Задание: Перечислите всех мастеров, которых выбранный текст ниже называет ремесленниками в предложении, начинающемся словами «Тогда как мастера, производящие и продающие товары».
━━━━━ Выбранный текст ━━━━━
Совершенный английский торговец.
Первоначально в 1725 г. появился первый том этой книги, рассчитанный на начинающего дельца. Работа над книгой продолжалась в течение последующих лет, когда первый том был переиздан, дополнен вторым, обращенным к торговцу независимо от его возраста, и, наконец, в 1728 г. оба тома вышли вместе. На протяжении всего века, в то время как многие другие сочинения Дефо предавались забвению, « Совершенный торговец» продолжал иметь успех.
Фрагменты.
Введение.
Предназначая сие наставление торговцам нашего столетия, заметим в нескольких словах, дабы предмет не расходился с изложением, кого мы понимаем под торговцем, а также в чем он должен быть осведомлен, чтоб удостоиться прозвания «совершенный».
Слово «торговец» в разных местах толкуют по-иному, из-за чего и требуется разъяснить, что оно значит. Так, лица, проживающие в наших северных графствах или в Ирландии, решили бы, что вы имеете в виду мастерового вроде кузнеца, плотника, сапожника и прочих, каких у нас зовут ремесленниками.
В иных местах под этим словом разумеют только тех, кто возит свой товар по ярмаркам и городам или разносит по домам, их прозывают в Англии разъезжими торговцами, в северных графствах — лоточниками, а в нашей повседневной речи они известны как разносчики.
Однако ж в Англии, а чаще в Лондоне, да и повсюду в южных графствах мы применяем слово «торговец» к владельцам складских амбаров и разного рода лавочникам, торгующим и в розницу, и оптом, они и именуются торговцами, или торговыми людьми. Таковы все наши бакалейщики, продавцы шелковой и бархатной материи, льняной и шерстяной мануфактуры, посредники от Блэквелл-холл, хозяева табачных лавок, галантерейщики, торгующие шляпами и мелочным товаром, владельцы модных, книжных, писчебумажных и иного рода лавок, коль скоро они не производят и не отделывают свой товар, который продают и в розницу, и оптом. Тогда как мастера, производящие и продающие товары, пусть даже и в своих лавках, суть не торговцы, а ремесленники, к коим относятся сапожники, литейщики, кузнецы, столяры, плотники, резчики, токари и прочие. Те мастера, что только производят или участвуют в изготовлении товаров, известны как изготовители или кустари. Сообразно надобности я буду касаться всех этих занятий, считая, что достаточно уже растолковал их и более пространных разъяснений далее не потребуется.
━━━━━ Исходные данные ━━━━━
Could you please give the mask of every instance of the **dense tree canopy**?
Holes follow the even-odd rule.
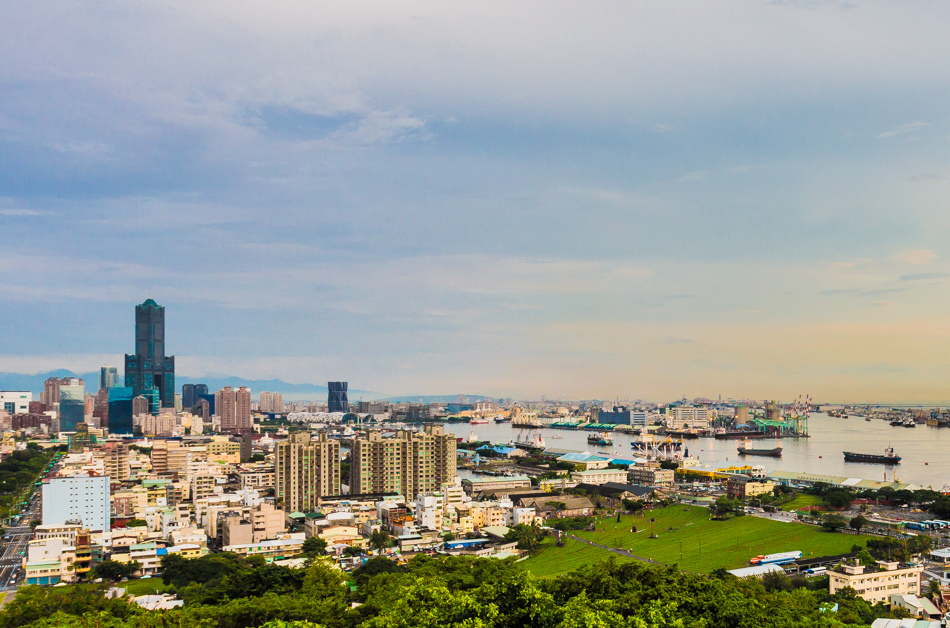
━━━━━
Результат: сапожники, литейщики, кузнецы, столяры, плотники, резчики, токари